*Provided records*.
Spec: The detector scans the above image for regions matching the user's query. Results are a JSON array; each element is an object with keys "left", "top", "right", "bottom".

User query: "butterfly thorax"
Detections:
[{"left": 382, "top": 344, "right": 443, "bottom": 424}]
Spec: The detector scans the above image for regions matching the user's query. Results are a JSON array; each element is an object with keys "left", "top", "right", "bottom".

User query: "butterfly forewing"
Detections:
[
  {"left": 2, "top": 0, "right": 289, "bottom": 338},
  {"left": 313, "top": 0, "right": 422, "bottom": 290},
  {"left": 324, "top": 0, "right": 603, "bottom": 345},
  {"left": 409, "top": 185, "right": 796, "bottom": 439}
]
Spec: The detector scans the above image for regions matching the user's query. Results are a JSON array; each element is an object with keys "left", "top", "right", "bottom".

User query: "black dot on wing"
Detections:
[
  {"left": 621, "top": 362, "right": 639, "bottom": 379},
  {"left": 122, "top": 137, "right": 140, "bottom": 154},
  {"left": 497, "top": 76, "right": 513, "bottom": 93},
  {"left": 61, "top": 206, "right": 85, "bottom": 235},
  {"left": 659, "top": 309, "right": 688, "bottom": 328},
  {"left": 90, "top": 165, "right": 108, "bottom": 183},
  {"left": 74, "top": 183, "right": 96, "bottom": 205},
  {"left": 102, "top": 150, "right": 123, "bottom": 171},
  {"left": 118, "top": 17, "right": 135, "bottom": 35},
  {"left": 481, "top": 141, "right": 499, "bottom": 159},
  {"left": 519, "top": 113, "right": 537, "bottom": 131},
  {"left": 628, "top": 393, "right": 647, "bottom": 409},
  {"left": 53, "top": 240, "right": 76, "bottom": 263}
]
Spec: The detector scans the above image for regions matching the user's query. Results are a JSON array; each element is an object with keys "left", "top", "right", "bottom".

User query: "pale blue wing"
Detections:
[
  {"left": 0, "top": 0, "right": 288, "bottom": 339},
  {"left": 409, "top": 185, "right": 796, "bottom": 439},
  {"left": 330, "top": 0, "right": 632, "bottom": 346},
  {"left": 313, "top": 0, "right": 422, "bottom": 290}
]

* * *

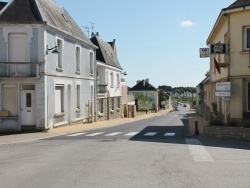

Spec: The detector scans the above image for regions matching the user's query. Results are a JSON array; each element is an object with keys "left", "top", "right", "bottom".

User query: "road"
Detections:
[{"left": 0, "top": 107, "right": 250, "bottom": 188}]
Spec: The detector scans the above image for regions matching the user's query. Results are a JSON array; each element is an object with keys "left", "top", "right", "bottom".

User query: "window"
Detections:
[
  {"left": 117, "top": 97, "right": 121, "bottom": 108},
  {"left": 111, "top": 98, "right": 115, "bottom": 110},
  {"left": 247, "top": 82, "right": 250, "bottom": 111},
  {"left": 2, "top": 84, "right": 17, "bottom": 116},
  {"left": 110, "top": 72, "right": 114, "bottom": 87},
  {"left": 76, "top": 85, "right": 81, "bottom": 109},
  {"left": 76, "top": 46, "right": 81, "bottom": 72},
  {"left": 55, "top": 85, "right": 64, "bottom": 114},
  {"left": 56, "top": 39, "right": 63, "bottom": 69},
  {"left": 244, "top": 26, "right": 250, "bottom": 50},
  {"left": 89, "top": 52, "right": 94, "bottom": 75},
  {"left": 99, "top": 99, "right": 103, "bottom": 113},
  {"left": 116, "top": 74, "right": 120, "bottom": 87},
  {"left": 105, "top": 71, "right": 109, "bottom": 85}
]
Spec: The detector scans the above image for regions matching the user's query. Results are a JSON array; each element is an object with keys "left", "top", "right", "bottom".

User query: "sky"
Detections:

==

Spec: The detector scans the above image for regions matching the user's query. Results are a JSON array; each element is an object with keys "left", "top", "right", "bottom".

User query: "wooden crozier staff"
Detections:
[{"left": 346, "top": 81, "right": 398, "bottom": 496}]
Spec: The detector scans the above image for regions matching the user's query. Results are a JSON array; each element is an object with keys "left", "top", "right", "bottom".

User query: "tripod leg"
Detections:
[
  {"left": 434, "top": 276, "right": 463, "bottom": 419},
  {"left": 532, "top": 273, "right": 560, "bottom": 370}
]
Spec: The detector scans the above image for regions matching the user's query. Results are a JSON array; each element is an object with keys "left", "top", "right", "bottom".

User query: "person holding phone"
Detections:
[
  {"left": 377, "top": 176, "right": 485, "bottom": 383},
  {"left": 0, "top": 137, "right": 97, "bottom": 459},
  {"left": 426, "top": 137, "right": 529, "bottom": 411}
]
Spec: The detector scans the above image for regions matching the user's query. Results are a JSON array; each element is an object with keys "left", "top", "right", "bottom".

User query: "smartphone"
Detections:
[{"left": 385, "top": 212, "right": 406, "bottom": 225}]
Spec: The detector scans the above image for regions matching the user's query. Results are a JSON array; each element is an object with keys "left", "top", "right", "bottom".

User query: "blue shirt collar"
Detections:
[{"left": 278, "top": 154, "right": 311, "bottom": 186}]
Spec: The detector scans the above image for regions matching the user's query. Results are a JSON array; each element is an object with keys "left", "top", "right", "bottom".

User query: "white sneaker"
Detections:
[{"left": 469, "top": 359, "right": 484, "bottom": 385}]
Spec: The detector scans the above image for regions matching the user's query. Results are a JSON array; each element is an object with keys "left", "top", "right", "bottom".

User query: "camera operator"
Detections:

*Task to carry out*.
Report every line of the records above that contains the string "butterfly". Match case exactly.

*Reply to the exercise*.
User query: "butterfly thorax"
User query: "butterfly forewing"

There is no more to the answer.